#### [Reading passage]
Not to mention the comment that I “didn’t feel the need to fight for [my]self.” (I know, I can hear my friends and family laughing right now.) Additionally, my expression of frustration over figuring out a helpful exercise regimen while taking into account my other illnesses and injuries was misinterpreted by another individual as “giving up.” So even though I really didn’t have to, I set things straight and did some editing to paint a more accurate picture of my daily life.
But the accusation about not feeling the need to fight for myself…I’m a fighter. If you want to know how, you can actually educate yourself by reading more of my blog. I’ve been kicking butt and taking names for 17 years, since the onset of my endometriosis symptoms at the age of 14 (and the diagnosis that took another 14 years to make), long before I even had POTS.
I appreciate suggestions from other individuals. I love having discussions about what treatments and modifications work for others and how they might work for me, too. After all, I am a healthcare professional and love to talk shop sometimes, hehe. But it’s made me think. What right do we have to judge one another for how each individual decides to handle their own chronic illness? Especially for a condition like dysautonomia, where there are no clinical guidelines on how the condition should be treated.
Not to mention the fact that no two POTS patients are the same. Some patients with POTS are able to work and live mostly normal lives, while others are literally bedridden while they try to figure out an effective treatment protocol. Some people really do have it worse off than you do. Would you accuse those individuals of giving up? Would you accuse those individuals of not fighting for themselves? I couldn’t walk normally without crutches or a brace for almost two months after knee surgery, but that was a normal part of the recovery as I went through four months of on-site physical therapy. I had some setbacks due to overdoing it at work, but I was certainly fighting for myself and not giving up, even if it took a long time for my gait to return to normal.

#### [Try it]
Write the next part of the blog post about living with POTS and other chronic illnesses, picking up right after its last sentence. The rows that follow are unrelated to the blog post and can be ignored.

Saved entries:
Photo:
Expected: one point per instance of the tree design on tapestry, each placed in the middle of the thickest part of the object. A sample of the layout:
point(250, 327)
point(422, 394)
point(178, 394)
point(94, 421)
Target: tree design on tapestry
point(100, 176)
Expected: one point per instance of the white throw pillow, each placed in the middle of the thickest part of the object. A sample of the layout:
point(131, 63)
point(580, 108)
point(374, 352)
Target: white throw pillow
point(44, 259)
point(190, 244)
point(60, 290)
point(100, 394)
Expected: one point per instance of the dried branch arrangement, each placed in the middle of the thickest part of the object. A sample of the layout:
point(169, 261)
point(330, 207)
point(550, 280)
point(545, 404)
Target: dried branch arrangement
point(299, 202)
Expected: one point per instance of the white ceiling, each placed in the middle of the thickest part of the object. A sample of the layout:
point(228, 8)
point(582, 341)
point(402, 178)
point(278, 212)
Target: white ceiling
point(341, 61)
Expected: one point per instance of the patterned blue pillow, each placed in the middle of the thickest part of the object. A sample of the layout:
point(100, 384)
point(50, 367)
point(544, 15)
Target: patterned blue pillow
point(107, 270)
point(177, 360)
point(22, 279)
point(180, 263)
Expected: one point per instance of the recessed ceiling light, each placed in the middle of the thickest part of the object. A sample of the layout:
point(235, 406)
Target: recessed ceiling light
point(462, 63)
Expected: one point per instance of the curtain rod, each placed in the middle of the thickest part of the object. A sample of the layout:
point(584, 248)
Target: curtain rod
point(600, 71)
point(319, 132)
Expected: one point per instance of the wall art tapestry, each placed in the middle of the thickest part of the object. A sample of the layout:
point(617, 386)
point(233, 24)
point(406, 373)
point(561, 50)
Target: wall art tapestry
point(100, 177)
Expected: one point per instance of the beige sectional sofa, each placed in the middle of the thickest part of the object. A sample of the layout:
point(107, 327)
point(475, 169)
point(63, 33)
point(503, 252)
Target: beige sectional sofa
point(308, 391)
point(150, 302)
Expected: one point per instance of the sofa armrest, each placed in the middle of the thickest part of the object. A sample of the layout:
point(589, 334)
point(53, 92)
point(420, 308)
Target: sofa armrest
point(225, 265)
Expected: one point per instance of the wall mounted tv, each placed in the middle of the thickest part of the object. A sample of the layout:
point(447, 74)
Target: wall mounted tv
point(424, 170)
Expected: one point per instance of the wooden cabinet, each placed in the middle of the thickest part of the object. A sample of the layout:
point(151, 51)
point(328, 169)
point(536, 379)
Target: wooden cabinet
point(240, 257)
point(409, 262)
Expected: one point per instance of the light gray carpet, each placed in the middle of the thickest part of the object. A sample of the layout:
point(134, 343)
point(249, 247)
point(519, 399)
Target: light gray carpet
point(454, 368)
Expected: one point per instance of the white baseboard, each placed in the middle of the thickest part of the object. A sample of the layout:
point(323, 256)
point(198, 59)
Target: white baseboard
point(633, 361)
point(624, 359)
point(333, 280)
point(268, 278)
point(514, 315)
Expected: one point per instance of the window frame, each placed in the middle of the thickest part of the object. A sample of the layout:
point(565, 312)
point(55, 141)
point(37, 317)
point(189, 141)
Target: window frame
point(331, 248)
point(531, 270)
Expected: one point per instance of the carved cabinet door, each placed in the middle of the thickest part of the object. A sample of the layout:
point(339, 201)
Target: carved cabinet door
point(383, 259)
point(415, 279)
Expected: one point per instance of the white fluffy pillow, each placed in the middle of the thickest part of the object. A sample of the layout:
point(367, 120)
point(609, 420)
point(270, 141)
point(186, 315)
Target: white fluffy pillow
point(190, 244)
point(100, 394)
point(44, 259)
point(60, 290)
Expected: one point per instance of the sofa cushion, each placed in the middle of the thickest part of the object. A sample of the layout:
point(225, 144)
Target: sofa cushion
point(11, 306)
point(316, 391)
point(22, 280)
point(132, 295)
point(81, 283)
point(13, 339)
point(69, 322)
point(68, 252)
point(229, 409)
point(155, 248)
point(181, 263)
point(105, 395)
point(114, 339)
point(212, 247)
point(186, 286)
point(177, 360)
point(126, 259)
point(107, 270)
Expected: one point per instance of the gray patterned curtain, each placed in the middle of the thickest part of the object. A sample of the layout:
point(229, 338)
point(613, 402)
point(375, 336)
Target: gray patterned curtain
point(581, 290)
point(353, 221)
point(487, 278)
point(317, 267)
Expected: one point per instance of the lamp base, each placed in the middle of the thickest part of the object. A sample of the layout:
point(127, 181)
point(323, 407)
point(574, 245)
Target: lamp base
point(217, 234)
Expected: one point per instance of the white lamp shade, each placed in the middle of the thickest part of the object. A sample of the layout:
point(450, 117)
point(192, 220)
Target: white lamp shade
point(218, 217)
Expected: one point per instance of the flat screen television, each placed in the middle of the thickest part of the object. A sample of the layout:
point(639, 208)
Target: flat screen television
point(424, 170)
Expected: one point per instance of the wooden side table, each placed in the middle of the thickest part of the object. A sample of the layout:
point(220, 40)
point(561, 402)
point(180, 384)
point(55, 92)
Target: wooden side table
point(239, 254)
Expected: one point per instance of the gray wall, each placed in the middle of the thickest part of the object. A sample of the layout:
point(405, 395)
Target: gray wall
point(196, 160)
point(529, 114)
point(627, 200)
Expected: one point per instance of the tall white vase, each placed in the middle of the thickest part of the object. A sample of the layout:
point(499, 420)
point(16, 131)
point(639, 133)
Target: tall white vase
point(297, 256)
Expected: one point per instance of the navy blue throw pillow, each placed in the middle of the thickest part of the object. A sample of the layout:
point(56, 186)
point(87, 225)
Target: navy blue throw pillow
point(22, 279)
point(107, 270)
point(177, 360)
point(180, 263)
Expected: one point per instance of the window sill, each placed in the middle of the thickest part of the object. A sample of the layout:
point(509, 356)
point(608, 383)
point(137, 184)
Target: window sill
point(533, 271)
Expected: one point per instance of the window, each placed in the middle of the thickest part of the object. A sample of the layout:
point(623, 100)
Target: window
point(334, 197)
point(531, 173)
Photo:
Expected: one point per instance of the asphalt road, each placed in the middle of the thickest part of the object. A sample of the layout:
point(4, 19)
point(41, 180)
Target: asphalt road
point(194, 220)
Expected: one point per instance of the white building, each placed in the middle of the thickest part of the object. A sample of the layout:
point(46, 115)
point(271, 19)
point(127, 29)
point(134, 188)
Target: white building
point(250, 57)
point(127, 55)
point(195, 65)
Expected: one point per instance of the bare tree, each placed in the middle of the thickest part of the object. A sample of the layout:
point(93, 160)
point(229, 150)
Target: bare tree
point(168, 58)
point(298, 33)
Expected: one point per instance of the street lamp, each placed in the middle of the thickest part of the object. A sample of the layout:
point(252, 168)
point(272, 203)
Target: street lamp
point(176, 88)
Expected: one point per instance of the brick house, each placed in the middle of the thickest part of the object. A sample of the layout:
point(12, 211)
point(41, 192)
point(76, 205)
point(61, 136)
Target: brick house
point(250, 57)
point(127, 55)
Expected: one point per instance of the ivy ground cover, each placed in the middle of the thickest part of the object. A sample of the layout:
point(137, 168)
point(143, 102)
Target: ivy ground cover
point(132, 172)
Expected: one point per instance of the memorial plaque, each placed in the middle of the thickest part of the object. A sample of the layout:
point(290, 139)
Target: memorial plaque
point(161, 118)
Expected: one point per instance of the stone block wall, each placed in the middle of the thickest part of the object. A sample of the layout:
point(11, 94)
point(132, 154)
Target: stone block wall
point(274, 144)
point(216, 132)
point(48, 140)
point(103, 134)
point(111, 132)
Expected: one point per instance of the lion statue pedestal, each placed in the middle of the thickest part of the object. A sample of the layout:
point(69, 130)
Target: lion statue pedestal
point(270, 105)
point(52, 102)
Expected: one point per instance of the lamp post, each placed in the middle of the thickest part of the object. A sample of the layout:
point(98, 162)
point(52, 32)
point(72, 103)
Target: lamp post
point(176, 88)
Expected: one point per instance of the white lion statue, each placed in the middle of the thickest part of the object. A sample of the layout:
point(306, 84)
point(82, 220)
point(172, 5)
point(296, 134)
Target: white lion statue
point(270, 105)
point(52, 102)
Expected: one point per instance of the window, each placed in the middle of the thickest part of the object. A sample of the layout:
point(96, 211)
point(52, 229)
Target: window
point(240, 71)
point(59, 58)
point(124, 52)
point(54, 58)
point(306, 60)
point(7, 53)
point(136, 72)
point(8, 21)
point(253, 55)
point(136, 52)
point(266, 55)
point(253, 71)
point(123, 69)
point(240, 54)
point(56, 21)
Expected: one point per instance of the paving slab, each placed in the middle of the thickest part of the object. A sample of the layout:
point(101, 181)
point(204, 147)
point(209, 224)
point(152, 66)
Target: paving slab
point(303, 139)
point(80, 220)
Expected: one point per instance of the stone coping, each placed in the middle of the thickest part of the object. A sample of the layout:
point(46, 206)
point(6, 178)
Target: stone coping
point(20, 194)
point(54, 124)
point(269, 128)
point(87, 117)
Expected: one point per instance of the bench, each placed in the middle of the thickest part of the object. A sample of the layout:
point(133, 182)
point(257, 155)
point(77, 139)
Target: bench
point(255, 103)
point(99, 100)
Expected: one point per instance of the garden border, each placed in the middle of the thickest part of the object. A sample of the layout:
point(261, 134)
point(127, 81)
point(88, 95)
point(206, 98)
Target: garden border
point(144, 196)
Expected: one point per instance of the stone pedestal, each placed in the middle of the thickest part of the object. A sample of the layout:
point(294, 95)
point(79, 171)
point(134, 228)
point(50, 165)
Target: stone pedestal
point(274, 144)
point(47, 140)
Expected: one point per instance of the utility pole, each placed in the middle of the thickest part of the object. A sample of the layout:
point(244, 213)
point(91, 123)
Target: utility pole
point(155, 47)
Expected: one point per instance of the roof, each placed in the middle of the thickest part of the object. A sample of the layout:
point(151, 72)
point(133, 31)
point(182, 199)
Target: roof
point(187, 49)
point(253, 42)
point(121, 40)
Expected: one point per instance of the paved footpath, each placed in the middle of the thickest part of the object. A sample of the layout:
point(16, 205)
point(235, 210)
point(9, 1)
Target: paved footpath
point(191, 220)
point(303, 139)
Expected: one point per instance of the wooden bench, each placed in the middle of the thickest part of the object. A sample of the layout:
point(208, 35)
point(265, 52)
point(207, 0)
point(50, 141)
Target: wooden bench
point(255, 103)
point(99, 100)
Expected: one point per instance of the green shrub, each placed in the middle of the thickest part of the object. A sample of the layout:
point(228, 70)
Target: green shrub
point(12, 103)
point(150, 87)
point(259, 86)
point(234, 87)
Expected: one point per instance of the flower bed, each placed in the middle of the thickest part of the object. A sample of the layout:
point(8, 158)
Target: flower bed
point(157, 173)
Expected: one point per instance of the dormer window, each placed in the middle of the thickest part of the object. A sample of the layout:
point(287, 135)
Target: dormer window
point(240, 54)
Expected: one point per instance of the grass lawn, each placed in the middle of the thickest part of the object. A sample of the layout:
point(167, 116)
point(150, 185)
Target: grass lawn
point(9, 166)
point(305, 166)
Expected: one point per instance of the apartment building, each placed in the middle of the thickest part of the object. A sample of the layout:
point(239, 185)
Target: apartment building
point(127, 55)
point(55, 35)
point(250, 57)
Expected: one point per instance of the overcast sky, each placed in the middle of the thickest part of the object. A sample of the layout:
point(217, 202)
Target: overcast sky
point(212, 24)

#### [Answer area]
Let me reiterate: no two POTS patients are the same. We cannot compare ourselves to one another and assume one person is doing it right and the other person is doing it wrong. Your child with POTS and EDS may be thankfully frolicking about like a normal child their age, but your child (I hope) doesn’t also have celiac disease, a knee injury, multiple other dance injuries including the left shoulder, left arm, left hip, left knee, and left ankle that cause physical rehabilitation to be a unique challenge, endometriosis, adenomyosis, depression, social anxiety disorder, infertility, a brain tumor in remission, an aneurysm hopefully on its way to oblivion, as well as POTS and (probably) hEDS. Everyone is different. The two of us aren’t even comparable except for the fact that we share one or two disease states. I appreciate a pep talk now and again, really I do. But accusing me of giving up when all I’ve done for the past 17 years is fight to be well despite my incurable illnesses is just inappropriate and low.
We don’t need to fight with each other. If those two individuals read this, and you know who you are, I know you weren’t speaking with malicious intent and I harbor no ill feelings against you. But we all need to keep in mind that we are all struggling differently with a chronic illness (and possibly other chronic illnesses as well) that manifests itself in many different ways from one individual to the next. We need to have compassion on one another and support each other, not tear each other down.
Let me end with this. Dysautonomia is a disease state where sometimes the only support an individual has is from other people with the condition in a support group, people they’ve never met and probably never will. Do you really want to be the one responsible for criticizing them in such a way that they wind up with no support at all?